→ PROBLEM:
Rewrite every line of the rows, starting at the first line and ending at the line that contains "x=116, y=76", and shift each answer point by adding 14 to both its x and y coordinates. Leave the sample layout coordinates and all other lines unchanged.

Point annotation dataset rows
□ □ □ □
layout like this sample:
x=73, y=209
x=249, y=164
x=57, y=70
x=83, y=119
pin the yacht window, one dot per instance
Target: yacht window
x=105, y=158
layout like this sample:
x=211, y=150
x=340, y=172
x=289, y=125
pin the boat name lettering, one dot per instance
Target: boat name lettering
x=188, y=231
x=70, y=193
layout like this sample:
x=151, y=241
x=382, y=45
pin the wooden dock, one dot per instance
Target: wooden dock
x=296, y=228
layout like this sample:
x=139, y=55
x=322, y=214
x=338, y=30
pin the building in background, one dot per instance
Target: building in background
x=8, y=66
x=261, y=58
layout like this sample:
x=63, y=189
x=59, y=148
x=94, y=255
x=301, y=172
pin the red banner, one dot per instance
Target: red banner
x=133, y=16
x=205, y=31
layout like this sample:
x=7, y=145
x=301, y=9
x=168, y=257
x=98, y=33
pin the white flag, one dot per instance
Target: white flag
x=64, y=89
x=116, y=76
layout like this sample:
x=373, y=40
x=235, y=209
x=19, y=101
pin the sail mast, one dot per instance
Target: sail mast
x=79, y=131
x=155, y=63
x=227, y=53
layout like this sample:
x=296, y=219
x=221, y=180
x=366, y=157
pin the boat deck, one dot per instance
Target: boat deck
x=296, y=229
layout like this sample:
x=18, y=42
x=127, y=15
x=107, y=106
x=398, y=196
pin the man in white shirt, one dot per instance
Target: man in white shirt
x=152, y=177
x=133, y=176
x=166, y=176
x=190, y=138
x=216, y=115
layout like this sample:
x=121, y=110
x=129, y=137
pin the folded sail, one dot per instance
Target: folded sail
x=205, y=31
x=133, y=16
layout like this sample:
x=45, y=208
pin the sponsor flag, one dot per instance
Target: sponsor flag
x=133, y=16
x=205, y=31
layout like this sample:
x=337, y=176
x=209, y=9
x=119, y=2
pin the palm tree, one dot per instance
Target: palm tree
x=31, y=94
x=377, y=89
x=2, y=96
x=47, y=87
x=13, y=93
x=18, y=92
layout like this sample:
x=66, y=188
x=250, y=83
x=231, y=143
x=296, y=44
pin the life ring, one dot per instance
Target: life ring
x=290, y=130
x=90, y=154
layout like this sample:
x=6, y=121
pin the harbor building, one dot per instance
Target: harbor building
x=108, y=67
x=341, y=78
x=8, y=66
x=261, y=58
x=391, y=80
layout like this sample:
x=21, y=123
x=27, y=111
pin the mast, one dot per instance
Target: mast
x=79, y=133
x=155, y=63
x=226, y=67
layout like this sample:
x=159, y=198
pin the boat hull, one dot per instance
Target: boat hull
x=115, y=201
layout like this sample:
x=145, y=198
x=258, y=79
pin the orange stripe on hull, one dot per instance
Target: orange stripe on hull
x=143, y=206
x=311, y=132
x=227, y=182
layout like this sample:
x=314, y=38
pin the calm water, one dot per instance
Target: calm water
□ □ □ □
→ EXPECTED OUTPUT:
layout like this sample:
x=73, y=209
x=249, y=164
x=57, y=70
x=83, y=119
pin the yacht window, one dot per instance
Target: yacht window
x=119, y=172
layout like this sample:
x=211, y=150
x=340, y=172
x=289, y=125
pin the boat name lettering, one dot per instance
Target: boat name lettering
x=202, y=245
x=84, y=207
layout like this sample:
x=151, y=241
x=382, y=45
pin the wooden dock, one dot per instance
Target: wooden dock
x=310, y=242
layout like this sample:
x=139, y=55
x=322, y=214
x=338, y=30
pin the building in background, one dot per instance
Target: building in background
x=22, y=80
x=275, y=72
layout like this sample:
x=63, y=189
x=59, y=148
x=94, y=255
x=301, y=172
pin the red banner, one dot per instance
Target: red banner
x=147, y=30
x=219, y=45
layout like this sample:
x=7, y=145
x=301, y=9
x=168, y=257
x=98, y=33
pin the white flag, one dot per instance
Target: white flag
x=78, y=103
x=130, y=90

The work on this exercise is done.